Pointing entries
══════════════════════════════
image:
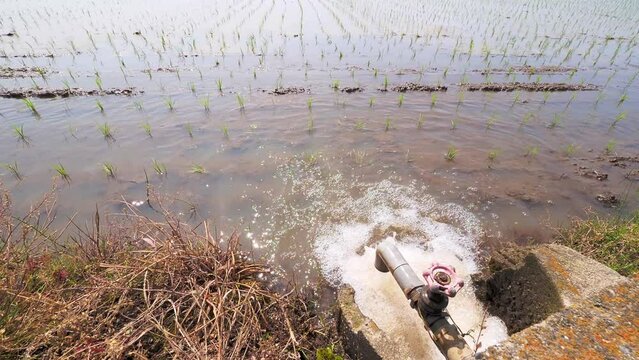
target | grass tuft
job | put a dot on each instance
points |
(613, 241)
══════════════════════════════
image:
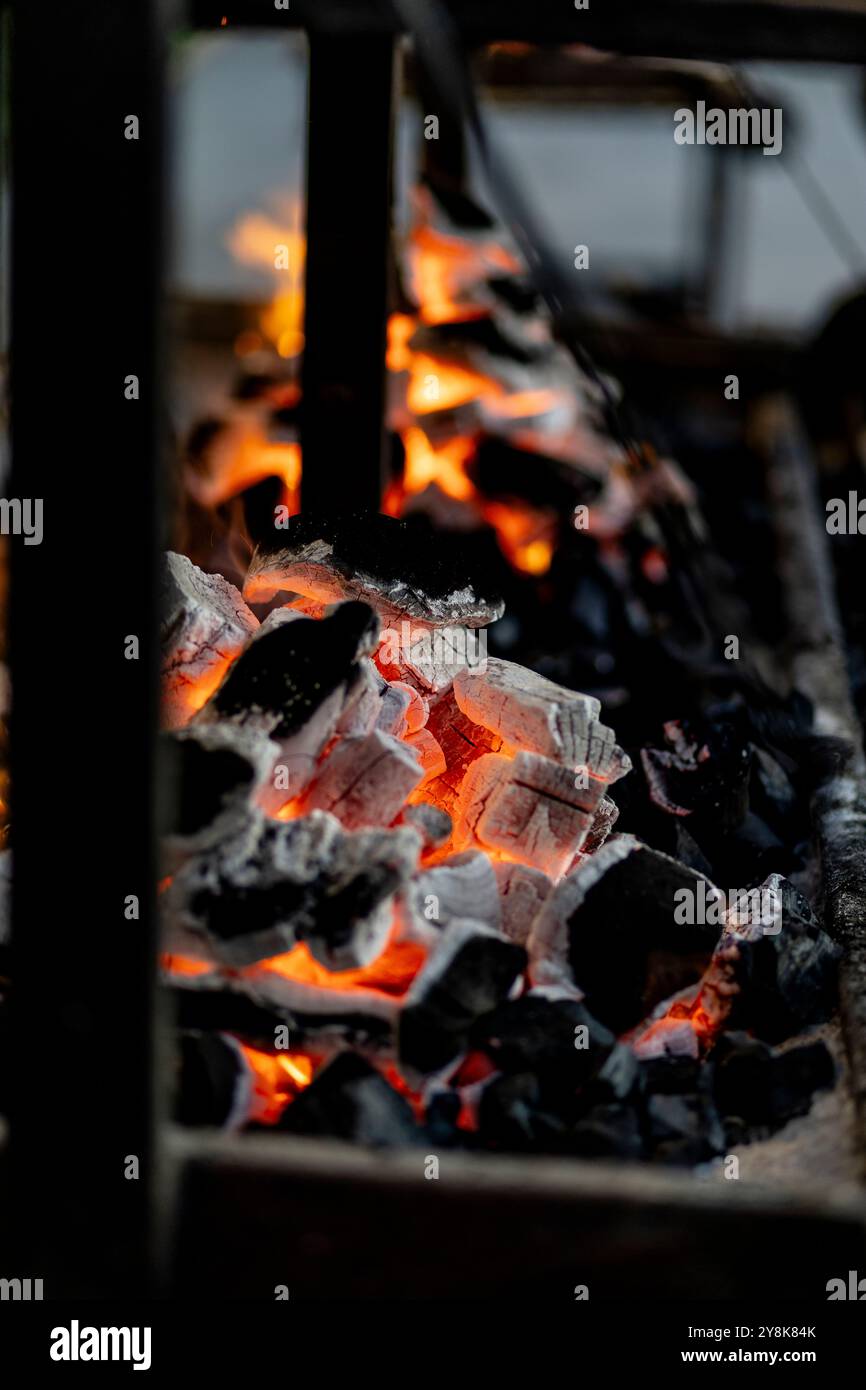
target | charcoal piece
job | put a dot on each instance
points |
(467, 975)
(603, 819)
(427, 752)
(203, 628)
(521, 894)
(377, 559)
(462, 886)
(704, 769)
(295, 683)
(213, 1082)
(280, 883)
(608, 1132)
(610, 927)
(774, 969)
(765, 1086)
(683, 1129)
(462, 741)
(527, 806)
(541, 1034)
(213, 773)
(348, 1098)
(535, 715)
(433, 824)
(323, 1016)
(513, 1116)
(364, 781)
══════════════════════════════
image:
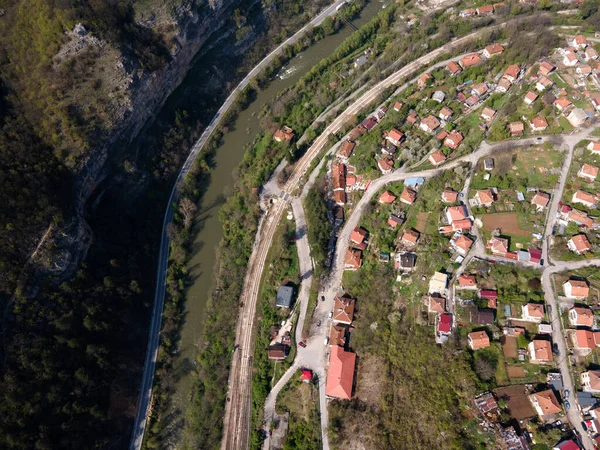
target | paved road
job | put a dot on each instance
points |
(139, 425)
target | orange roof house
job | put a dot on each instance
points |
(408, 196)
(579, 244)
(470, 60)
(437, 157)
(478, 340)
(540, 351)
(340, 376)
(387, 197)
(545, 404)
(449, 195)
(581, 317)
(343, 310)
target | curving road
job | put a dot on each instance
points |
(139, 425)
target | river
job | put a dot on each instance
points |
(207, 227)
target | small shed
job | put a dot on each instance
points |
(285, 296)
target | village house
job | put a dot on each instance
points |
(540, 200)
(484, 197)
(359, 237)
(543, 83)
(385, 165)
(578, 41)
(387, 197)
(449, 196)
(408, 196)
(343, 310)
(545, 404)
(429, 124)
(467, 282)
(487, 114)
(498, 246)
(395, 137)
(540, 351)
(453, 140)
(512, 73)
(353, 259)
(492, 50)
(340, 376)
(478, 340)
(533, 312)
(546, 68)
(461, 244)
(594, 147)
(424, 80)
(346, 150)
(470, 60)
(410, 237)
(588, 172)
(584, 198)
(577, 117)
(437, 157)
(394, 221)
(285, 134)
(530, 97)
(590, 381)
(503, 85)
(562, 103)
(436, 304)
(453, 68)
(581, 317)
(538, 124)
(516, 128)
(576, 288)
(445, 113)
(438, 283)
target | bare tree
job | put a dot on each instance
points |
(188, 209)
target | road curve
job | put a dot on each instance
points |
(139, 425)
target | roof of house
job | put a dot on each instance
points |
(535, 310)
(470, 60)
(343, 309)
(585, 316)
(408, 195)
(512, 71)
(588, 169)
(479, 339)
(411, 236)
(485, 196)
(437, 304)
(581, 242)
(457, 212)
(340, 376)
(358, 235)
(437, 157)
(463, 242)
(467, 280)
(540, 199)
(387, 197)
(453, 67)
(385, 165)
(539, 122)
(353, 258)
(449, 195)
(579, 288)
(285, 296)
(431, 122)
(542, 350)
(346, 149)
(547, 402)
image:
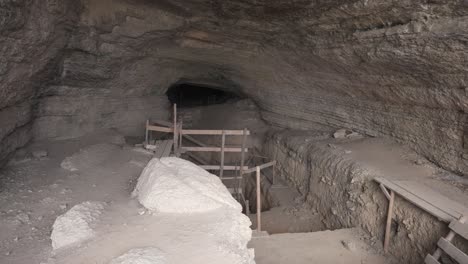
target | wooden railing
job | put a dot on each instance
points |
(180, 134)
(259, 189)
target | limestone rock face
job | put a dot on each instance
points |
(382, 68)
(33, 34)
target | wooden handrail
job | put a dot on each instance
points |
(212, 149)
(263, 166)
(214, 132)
══════════════════════════════
[Problem to work on] Count the lines in the entries that contain the string "house", treating uppercase and lowercase as different. Reply with the number only.

[Exercise response] 3